▶ [STORED DATA]:
____

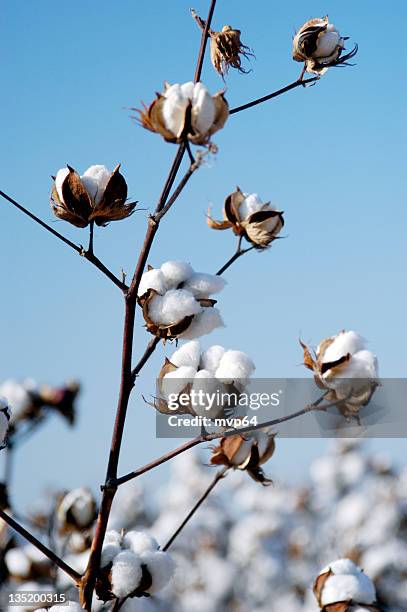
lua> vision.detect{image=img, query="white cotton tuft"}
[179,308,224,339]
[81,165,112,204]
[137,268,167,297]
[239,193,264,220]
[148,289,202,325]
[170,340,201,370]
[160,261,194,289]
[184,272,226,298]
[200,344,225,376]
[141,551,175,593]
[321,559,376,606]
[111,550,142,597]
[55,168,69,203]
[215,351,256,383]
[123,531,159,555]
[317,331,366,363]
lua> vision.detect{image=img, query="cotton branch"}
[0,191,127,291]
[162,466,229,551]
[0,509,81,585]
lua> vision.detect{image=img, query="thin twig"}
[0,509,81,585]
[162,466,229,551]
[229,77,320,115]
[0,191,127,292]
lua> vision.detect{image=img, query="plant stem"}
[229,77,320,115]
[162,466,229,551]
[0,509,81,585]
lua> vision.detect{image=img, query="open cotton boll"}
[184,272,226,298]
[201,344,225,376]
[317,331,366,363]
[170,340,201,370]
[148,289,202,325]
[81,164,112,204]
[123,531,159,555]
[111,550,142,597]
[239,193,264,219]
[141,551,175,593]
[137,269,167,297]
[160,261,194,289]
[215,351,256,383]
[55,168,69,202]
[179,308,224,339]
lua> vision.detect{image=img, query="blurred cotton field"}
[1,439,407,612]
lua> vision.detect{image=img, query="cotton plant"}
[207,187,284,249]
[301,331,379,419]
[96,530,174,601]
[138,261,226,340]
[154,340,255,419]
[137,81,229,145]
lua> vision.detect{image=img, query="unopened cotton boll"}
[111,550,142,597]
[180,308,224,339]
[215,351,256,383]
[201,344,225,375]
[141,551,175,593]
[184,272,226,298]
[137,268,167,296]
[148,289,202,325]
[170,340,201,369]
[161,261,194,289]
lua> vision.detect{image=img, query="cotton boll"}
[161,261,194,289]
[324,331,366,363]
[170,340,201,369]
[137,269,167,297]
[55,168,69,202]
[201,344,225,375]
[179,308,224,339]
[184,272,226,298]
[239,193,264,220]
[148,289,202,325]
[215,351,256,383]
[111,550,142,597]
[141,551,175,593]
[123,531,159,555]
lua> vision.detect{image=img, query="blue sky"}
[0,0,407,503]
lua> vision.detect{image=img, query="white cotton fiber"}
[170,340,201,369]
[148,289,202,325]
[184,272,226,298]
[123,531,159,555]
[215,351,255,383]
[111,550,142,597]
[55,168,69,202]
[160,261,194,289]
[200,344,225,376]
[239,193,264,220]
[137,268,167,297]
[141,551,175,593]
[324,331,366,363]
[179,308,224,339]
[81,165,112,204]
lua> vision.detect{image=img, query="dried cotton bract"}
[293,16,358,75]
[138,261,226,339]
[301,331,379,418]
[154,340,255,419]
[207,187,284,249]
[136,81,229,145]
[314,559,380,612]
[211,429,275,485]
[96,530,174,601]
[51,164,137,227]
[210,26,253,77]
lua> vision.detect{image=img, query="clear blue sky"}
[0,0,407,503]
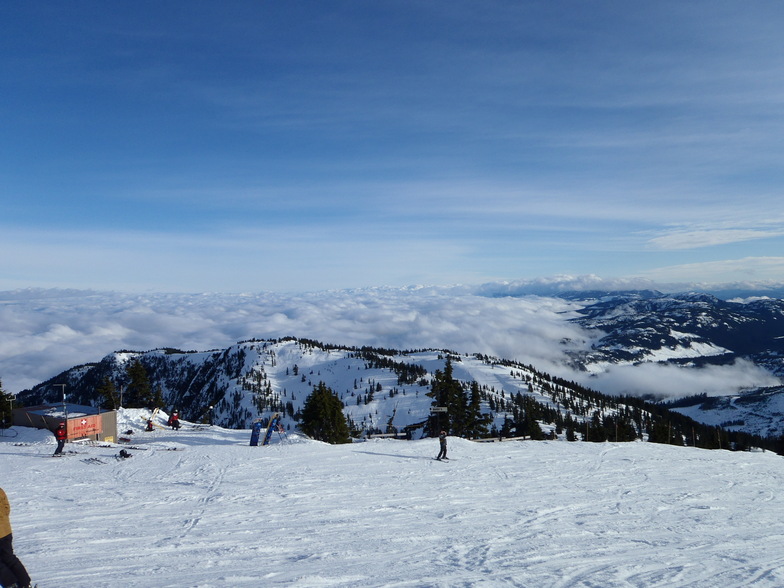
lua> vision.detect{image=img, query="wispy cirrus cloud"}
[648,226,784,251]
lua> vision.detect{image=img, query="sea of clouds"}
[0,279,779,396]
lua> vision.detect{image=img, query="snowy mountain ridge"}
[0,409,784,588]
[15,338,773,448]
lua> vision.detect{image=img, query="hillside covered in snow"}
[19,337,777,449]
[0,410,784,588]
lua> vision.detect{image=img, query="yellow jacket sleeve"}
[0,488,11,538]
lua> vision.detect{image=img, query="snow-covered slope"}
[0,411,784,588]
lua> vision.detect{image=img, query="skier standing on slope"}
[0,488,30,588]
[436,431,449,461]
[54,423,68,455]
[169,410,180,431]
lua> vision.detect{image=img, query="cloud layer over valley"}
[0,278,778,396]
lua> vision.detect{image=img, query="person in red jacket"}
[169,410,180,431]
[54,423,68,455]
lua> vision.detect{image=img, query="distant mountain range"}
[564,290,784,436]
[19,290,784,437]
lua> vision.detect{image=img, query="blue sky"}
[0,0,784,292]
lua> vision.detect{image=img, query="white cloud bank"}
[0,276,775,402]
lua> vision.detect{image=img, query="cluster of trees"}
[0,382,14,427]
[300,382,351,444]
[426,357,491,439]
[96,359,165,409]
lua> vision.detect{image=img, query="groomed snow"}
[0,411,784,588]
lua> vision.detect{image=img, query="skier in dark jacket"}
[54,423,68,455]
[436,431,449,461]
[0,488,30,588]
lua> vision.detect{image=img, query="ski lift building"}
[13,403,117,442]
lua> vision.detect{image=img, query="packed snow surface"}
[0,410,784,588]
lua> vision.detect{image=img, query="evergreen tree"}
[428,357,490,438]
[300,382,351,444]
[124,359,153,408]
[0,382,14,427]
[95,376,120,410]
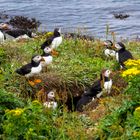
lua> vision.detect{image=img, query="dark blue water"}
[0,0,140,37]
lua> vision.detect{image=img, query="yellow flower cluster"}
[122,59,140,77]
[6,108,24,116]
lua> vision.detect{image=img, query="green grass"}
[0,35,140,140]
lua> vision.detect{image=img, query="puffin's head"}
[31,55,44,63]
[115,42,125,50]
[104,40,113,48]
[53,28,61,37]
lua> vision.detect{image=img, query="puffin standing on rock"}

____

▶ [WHAT IS EXPECTED]: Write out the listing word for word, omitting the pictures it holds.

▶ [SOLUTION TO THIS EXERCISE]:
lua> vision.detect{image=img, query="white cotton tuft"}
[179,308,224,339]
[81,165,112,204]
[137,268,167,297]
[239,193,264,220]
[148,289,202,325]
[170,340,201,370]
[160,261,194,289]
[184,272,226,298]
[200,344,225,376]
[141,551,175,593]
[321,559,376,606]
[111,550,142,597]
[55,168,69,203]
[215,351,256,383]
[123,531,159,555]
[317,331,366,363]
lua> vision.detect{image=img, query="cotton branch"}
[0,191,127,291]
[162,466,229,551]
[0,509,81,585]
lua> vision.detect{image=img, query="thin twig"}
[0,509,81,585]
[162,466,229,551]
[229,77,320,115]
[0,191,127,292]
lua> vision.detect{image=img, query="plant stem"}
[229,77,320,115]
[162,466,229,551]
[0,509,81,585]
lua> vision.detect{image=img, query="open cotton boll"}
[184,272,226,298]
[201,344,225,376]
[317,331,366,363]
[170,340,201,370]
[148,289,202,325]
[81,164,112,204]
[123,531,159,555]
[111,550,142,597]
[239,193,264,219]
[141,551,175,593]
[137,269,167,297]
[160,261,194,289]
[215,351,256,383]
[55,168,69,202]
[179,308,224,339]
lua> vision.detect{image=img, query="blurred cotton field"}
[1,439,407,612]
lua> vision.detect{image=img, query="cotton plant"}
[207,187,284,249]
[301,331,379,419]
[96,530,174,601]
[138,261,226,340]
[154,340,255,419]
[137,81,229,145]
lua> vision.detect{image=img, query="unopened cotton boll"}
[111,550,142,597]
[180,308,224,339]
[215,351,256,383]
[201,344,225,375]
[141,551,175,593]
[184,272,226,298]
[137,268,167,296]
[148,289,202,325]
[170,340,201,369]
[161,261,194,289]
lua> vision.detect{image=img, query="cotton boll"}
[161,261,194,289]
[324,331,366,363]
[170,340,201,369]
[137,269,167,297]
[55,168,69,202]
[201,344,225,375]
[179,308,224,339]
[184,272,226,298]
[239,193,264,220]
[148,289,202,325]
[215,351,256,383]
[111,550,142,597]
[141,551,175,593]
[123,531,159,555]
lua> vision.detect{image=img, query="blue sky"}
[0,0,407,503]
lua> vision.detect{image=img, query="white cotton fiber"}
[170,340,201,369]
[148,289,202,325]
[184,272,226,298]
[123,531,159,555]
[215,351,255,383]
[111,550,142,597]
[55,168,69,202]
[160,261,194,289]
[200,344,225,376]
[239,193,264,220]
[137,268,167,297]
[141,551,175,593]
[324,331,366,363]
[179,308,224,339]
[81,165,112,204]
lua> vision.detect{image=img, query="dried cotton bract"}
[293,16,358,75]
[138,261,226,339]
[301,331,379,418]
[154,340,255,419]
[207,187,284,249]
[136,81,229,145]
[314,559,380,612]
[211,429,275,485]
[96,530,174,601]
[51,164,137,227]
[210,26,253,77]
lua> vision.detect{image=img, query="clear blue sky"}
[0,0,407,503]
lua> vision.detect{image=img, query="wispy cirrus cloud"}
[648,226,784,251]
lua> vision.detect{image=img, query="sea of clouds"}
[0,279,779,396]
lua> vision.detect{image=img, query="snowy mountain ridge"}
[0,409,784,588]
[15,338,773,448]
lua> vision.detect{image=img, query="hillside covered in snow"}
[19,337,777,449]
[0,410,784,588]
lua> vision.detect{image=img, query="yellow jacket sleeve"}
[0,488,11,538]
lua> vision.detect{image=img, query="snow-covered slope"}
[0,411,784,588]
lua> vision.detect{image=img, query="skier standing on slope"}
[0,488,30,588]
[436,431,449,461]
[54,423,68,455]
[169,410,180,431]
lua> vision.detect{image=img, query="cloud layer over valley"}
[0,278,778,396]
lua> vision.detect{image=img, query="person in red jacket"}
[169,410,180,431]
[54,423,68,455]
lua> vision.detect{image=img, query="distant mountain range"}
[564,290,784,436]
[19,290,784,437]
lua> vision.detect{image=img, query="blue sky"}
[0,0,784,292]
lua> vision.detect{image=img, query="white cloud bank"}
[0,276,775,402]
lua> vision.detect{image=img, query="cluster of trees"}
[0,382,14,427]
[300,382,351,444]
[426,357,491,439]
[96,359,165,409]
lua> vision.detect{image=img, query="groomed snow"}
[0,411,784,588]
lua> vision.detect{image=img, query="skier in dark jacket"}
[54,423,68,455]
[436,431,449,461]
[0,488,30,588]
lua> vision.detect{image=img, query="ski lift building"}
[13,403,117,442]
lua> vision.detect{image=img, query="packed snow surface"}
[0,410,784,588]
lua> vision.detect{image=img, query="evergreen tree"}
[428,357,490,438]
[300,382,351,444]
[124,359,153,408]
[0,382,14,427]
[95,376,120,410]
lua> vision.detect{image=img, query="dark blue water"}
[0,0,140,37]
lua> vision.detect{image=img, query="yellow flower cluster"}
[122,59,140,77]
[6,108,24,116]
lua> vision.detect{image=img, query="green grass"}
[0,35,140,140]
lua> vision.detect{image=img, query="puffin's head"}
[31,55,44,63]
[115,42,125,50]
[104,40,113,48]
[53,28,61,37]
lua> vision.detect{image=img, query="puffin standing on rock"}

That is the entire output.